╭─ Material provided
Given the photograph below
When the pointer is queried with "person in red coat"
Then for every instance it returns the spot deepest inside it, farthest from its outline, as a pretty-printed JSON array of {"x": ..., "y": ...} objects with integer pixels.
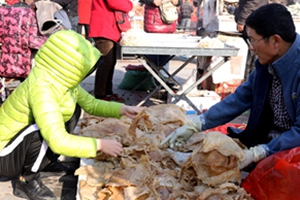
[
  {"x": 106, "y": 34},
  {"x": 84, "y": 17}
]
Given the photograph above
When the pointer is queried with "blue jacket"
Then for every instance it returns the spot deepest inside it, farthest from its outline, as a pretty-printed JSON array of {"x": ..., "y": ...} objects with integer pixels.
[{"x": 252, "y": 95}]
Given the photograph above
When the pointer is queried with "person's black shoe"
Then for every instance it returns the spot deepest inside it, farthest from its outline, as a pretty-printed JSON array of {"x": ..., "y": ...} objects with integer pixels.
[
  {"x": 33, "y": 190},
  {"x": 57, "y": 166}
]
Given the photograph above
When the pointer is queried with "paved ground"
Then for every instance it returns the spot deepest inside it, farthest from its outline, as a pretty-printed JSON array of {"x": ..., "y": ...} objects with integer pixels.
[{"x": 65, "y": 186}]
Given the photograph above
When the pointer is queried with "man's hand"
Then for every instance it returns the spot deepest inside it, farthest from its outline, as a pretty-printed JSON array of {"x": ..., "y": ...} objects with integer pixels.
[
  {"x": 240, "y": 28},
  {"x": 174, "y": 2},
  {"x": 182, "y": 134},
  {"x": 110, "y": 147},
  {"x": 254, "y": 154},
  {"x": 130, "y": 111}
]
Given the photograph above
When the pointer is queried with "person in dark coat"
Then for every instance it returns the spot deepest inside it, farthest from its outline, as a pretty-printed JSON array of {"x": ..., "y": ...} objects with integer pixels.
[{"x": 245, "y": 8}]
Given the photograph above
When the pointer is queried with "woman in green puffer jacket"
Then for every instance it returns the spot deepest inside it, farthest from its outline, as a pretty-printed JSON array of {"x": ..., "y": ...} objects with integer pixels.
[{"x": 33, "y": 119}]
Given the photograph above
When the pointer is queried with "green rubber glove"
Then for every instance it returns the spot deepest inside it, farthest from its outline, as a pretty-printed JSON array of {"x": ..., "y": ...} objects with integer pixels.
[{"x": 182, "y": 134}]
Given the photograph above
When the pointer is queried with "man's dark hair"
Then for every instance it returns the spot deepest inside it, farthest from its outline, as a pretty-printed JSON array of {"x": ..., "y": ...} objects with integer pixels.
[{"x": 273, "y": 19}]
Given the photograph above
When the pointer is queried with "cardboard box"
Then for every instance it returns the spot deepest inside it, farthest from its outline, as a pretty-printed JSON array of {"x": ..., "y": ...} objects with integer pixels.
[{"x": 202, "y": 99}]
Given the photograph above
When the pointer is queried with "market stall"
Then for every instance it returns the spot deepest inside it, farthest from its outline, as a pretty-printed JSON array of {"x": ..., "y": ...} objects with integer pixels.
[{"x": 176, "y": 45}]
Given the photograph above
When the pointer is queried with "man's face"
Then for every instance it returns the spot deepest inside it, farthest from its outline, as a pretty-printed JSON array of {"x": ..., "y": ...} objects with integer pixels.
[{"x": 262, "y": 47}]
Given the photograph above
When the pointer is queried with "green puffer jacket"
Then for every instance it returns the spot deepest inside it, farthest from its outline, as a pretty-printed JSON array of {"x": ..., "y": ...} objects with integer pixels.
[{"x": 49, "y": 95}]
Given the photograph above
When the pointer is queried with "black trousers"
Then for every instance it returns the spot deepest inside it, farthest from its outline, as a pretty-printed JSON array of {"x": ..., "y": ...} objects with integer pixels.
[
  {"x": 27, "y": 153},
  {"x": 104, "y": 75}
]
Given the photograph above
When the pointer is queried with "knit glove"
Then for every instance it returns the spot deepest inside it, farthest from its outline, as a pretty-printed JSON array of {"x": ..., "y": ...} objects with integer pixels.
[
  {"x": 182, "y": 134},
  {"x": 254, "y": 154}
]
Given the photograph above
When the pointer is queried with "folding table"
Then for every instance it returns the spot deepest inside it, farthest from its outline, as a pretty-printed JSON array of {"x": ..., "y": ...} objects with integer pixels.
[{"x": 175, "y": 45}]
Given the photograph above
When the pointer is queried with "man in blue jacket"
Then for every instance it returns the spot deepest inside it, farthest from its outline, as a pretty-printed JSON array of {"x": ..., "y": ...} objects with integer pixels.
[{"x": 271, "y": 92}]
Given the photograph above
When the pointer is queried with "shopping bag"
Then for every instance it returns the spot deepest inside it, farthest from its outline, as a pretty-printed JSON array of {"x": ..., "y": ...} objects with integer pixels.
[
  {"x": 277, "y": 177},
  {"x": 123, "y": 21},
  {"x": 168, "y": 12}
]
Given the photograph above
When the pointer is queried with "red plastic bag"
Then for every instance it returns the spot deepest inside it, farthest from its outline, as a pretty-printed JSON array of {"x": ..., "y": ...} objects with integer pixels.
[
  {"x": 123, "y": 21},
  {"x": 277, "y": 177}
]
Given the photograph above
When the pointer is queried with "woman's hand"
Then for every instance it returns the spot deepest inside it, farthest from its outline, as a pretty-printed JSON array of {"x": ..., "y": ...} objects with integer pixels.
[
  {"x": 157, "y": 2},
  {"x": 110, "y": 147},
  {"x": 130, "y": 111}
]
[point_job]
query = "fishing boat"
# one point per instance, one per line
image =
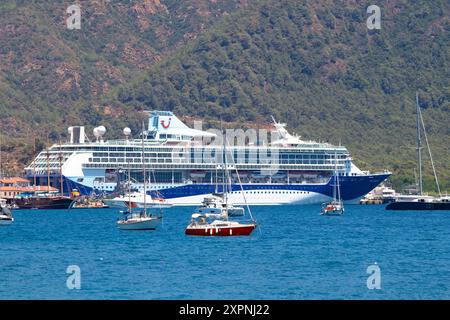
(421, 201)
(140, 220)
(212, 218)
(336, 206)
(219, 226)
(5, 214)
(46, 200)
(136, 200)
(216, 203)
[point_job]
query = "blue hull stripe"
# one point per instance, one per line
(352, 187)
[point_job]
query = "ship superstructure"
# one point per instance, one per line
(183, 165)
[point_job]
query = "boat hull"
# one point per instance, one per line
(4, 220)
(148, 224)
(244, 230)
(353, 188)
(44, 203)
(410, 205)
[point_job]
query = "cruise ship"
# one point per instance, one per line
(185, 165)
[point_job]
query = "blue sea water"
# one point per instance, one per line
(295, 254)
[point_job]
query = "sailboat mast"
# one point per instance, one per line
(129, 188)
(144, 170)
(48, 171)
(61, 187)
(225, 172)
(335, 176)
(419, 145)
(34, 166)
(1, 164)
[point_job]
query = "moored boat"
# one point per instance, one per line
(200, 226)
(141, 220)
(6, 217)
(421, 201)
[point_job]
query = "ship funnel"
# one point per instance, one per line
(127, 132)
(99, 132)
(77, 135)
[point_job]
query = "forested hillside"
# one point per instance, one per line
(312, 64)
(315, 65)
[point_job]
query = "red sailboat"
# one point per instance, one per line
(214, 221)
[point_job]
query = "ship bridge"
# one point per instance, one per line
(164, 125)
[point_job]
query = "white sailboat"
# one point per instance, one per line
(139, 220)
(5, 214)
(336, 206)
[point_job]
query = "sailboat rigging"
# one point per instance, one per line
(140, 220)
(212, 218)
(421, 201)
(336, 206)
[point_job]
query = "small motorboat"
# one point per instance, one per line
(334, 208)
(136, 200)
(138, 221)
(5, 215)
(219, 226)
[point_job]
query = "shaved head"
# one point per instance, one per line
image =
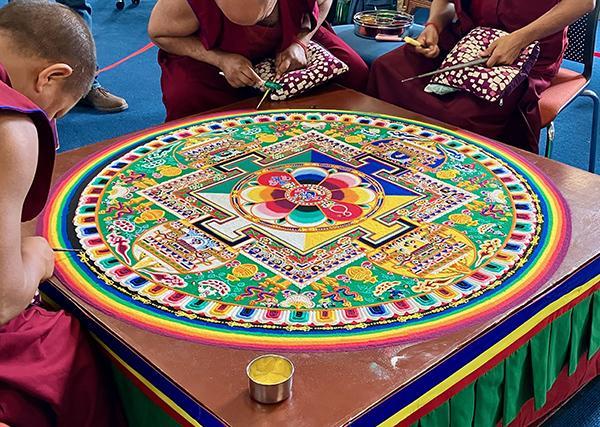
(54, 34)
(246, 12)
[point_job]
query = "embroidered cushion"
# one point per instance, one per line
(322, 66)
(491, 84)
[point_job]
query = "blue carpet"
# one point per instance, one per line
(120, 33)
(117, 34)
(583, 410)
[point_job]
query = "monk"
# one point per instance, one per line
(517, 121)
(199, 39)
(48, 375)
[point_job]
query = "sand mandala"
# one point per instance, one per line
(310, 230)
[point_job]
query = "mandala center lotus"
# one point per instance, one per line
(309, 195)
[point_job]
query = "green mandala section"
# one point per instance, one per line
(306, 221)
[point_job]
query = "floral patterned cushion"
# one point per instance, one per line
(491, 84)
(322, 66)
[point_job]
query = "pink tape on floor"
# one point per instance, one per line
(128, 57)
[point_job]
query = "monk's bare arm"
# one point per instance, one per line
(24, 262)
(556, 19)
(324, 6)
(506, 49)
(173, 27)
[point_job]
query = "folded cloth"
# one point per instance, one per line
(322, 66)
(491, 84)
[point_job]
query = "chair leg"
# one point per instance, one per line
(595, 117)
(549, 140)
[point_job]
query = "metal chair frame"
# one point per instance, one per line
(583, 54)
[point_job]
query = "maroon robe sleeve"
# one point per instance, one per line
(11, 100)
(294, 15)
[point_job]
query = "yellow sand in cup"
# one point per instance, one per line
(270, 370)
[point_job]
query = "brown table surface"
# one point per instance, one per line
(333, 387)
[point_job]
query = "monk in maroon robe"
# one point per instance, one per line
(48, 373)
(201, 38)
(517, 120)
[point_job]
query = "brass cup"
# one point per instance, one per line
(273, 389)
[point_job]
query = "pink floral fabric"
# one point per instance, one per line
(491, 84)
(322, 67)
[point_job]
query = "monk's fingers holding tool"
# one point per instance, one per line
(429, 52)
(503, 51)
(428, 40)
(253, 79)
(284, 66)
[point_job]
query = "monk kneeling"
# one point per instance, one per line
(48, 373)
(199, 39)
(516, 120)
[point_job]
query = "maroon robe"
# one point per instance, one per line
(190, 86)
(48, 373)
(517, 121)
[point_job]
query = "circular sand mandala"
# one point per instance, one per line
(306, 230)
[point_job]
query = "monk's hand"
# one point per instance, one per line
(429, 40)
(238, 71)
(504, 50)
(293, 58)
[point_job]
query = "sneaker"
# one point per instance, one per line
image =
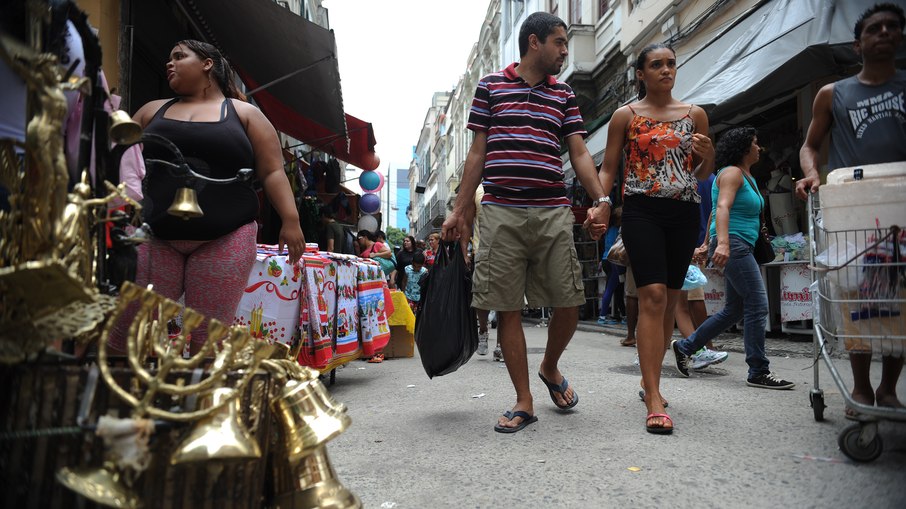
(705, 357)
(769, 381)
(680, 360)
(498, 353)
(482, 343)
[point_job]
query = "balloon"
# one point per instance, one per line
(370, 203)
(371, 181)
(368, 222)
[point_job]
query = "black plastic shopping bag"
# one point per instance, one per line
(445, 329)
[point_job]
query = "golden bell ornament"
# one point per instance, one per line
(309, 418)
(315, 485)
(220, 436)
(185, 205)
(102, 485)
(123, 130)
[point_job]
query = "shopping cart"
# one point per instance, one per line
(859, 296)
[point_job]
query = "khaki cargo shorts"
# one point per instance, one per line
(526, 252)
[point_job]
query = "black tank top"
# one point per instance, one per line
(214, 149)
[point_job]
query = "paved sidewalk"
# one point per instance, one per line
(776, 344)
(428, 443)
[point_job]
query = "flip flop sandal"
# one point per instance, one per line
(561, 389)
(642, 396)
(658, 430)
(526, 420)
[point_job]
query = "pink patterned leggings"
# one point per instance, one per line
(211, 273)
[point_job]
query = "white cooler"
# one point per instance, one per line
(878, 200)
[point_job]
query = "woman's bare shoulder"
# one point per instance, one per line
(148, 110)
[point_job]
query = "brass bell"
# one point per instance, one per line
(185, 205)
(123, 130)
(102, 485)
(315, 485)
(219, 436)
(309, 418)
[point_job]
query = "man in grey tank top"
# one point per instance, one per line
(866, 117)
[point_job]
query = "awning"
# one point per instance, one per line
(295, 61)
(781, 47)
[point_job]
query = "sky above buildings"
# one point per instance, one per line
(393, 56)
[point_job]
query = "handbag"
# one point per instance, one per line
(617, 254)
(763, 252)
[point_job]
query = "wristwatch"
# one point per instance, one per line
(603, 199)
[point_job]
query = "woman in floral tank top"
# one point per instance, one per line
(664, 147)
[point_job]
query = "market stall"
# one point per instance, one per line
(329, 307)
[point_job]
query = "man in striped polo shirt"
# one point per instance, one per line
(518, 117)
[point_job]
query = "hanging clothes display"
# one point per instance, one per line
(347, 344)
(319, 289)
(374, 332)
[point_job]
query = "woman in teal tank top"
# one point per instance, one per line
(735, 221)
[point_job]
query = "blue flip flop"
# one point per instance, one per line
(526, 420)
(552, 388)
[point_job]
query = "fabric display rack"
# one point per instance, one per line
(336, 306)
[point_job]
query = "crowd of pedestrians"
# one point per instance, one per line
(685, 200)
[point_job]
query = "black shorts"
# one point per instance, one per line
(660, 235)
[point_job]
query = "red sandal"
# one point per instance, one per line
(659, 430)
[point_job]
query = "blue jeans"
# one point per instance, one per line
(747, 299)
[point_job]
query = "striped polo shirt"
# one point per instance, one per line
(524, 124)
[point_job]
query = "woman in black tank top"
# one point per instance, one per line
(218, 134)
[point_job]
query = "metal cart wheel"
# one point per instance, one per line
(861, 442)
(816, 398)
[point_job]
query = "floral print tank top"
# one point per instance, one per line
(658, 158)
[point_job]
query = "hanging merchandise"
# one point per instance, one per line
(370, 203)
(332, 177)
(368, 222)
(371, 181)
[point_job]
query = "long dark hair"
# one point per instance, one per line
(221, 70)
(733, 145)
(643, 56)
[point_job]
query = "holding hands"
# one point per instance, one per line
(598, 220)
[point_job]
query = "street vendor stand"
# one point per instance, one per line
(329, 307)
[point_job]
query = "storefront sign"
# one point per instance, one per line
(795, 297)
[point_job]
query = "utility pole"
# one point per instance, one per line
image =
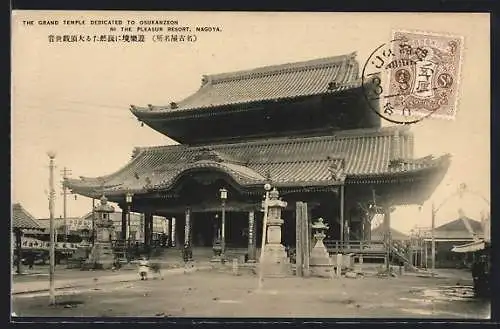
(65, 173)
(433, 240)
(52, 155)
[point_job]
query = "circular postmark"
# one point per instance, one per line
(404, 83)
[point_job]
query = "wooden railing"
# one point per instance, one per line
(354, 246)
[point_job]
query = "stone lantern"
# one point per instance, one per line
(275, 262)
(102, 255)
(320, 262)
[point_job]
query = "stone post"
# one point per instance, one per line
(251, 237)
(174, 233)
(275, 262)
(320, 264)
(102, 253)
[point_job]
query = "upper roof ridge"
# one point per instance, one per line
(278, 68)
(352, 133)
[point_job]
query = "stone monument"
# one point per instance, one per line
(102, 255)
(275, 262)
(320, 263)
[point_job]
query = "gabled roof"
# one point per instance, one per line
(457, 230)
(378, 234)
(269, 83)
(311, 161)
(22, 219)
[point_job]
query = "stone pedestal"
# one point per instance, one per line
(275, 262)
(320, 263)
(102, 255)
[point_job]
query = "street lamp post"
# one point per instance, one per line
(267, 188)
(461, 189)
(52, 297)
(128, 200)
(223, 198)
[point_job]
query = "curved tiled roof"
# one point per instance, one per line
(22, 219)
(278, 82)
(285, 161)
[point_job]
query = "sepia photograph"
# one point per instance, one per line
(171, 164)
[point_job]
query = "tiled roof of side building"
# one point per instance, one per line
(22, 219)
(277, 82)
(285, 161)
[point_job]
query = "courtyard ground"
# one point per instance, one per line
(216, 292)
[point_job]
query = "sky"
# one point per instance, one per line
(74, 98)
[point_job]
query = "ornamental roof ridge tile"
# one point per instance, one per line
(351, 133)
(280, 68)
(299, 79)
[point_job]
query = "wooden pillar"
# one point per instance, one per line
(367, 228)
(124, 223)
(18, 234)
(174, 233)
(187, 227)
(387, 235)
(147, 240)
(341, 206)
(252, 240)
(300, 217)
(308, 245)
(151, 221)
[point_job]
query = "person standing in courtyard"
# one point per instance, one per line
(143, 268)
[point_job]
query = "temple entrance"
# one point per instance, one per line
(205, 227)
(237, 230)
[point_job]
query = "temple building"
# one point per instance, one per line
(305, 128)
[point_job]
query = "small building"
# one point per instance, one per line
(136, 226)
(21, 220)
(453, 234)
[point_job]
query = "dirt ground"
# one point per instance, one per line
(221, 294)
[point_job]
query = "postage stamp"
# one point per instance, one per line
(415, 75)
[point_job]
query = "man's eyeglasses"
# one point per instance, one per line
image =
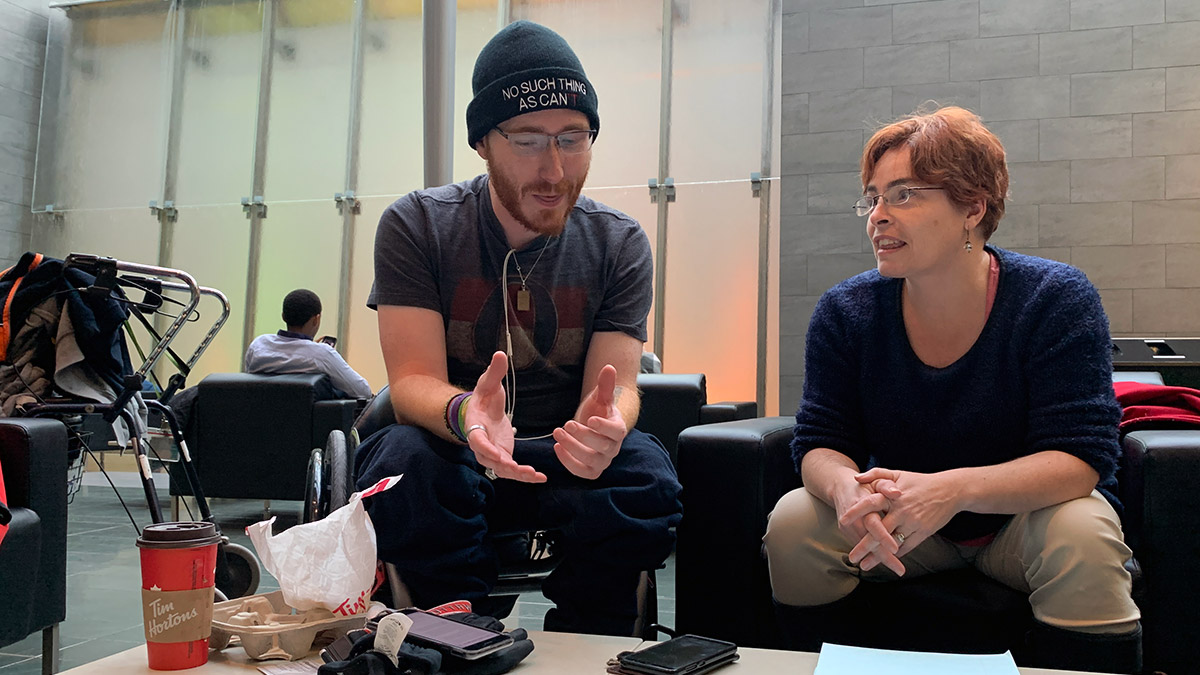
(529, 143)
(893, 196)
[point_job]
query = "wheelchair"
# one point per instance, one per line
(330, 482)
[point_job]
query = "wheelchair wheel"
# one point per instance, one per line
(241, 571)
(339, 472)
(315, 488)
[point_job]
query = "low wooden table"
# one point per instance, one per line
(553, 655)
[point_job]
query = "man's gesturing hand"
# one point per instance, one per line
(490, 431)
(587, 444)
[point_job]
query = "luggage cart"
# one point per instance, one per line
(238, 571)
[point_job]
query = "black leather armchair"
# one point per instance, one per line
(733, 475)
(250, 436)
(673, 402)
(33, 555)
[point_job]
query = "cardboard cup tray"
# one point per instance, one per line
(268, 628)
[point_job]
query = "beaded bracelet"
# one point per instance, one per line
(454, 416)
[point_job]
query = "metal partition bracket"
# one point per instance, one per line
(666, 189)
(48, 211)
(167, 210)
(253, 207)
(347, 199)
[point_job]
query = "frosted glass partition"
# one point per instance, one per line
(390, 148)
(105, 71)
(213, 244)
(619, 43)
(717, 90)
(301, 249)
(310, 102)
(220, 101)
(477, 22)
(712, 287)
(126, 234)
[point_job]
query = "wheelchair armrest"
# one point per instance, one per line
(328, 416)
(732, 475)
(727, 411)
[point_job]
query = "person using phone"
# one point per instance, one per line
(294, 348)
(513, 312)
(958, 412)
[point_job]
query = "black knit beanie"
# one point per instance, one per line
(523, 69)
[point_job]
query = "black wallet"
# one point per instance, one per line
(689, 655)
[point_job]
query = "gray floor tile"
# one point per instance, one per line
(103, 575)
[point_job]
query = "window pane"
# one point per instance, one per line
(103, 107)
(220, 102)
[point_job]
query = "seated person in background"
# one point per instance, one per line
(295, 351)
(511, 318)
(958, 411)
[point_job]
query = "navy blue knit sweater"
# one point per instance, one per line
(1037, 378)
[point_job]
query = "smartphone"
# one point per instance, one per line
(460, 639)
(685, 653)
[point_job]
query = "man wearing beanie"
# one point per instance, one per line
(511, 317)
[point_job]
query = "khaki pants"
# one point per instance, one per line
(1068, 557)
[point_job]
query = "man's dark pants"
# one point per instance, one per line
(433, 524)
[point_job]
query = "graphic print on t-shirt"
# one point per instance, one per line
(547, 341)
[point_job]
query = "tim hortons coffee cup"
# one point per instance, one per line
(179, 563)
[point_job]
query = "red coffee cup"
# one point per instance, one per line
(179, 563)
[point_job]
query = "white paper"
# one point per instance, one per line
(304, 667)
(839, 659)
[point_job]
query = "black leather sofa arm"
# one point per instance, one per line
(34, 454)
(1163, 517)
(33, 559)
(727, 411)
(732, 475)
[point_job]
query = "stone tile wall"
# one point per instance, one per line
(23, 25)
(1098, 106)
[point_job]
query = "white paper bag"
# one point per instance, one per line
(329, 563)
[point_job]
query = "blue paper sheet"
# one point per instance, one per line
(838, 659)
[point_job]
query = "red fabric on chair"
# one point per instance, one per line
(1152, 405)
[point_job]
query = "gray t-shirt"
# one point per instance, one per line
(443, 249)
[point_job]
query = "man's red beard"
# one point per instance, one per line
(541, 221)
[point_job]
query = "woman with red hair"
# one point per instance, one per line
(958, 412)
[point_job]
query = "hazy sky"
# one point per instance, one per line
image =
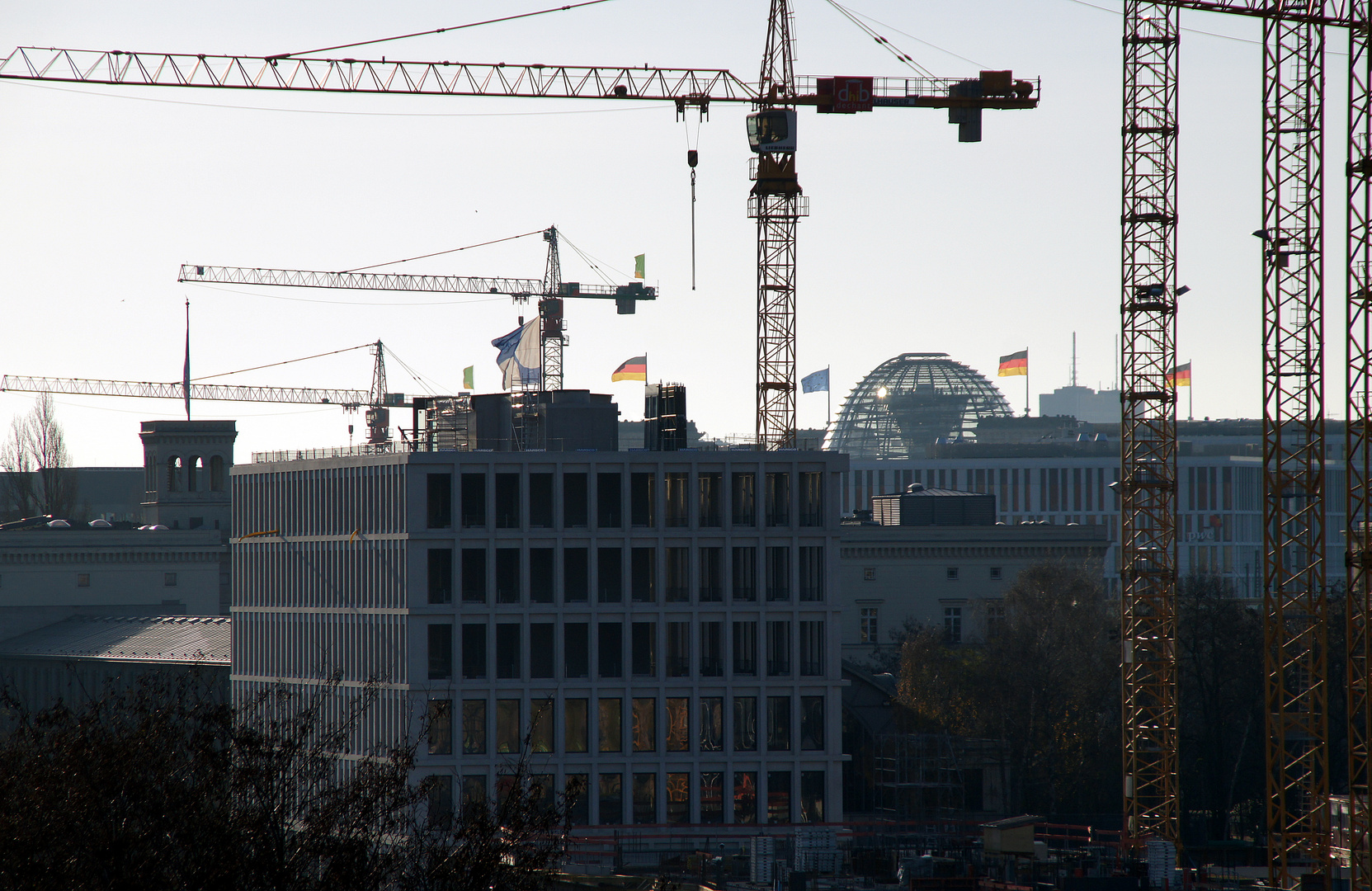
╰─
**What you will do**: Scan the entries above and return each line that holds "coffee".

**Task result**:
query = "tim hortons coffee cup"
query = "red coffee cup"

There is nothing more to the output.